Exercise directions:
Find each line in the records below that contains the string "Target" and copy every such line in full.

Information given:
-*-

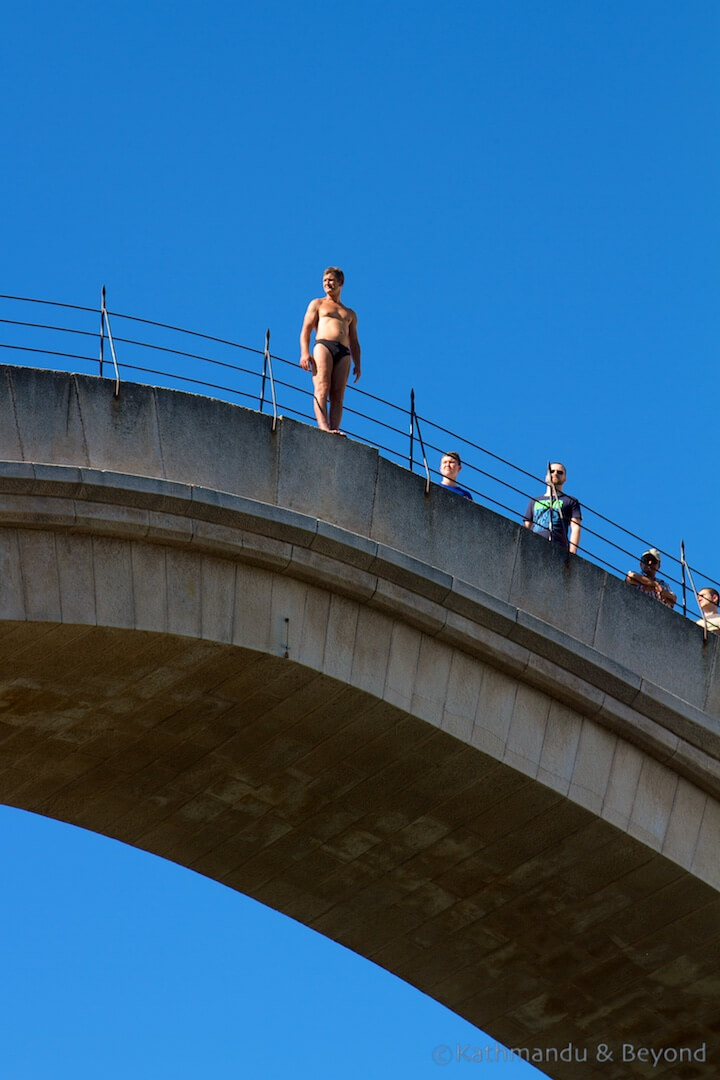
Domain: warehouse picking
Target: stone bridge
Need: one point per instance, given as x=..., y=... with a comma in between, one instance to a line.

-*-

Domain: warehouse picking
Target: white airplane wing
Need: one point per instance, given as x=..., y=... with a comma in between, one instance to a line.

-*-

Response to the exercise:
Target: stone bridge
Target: white airplane wing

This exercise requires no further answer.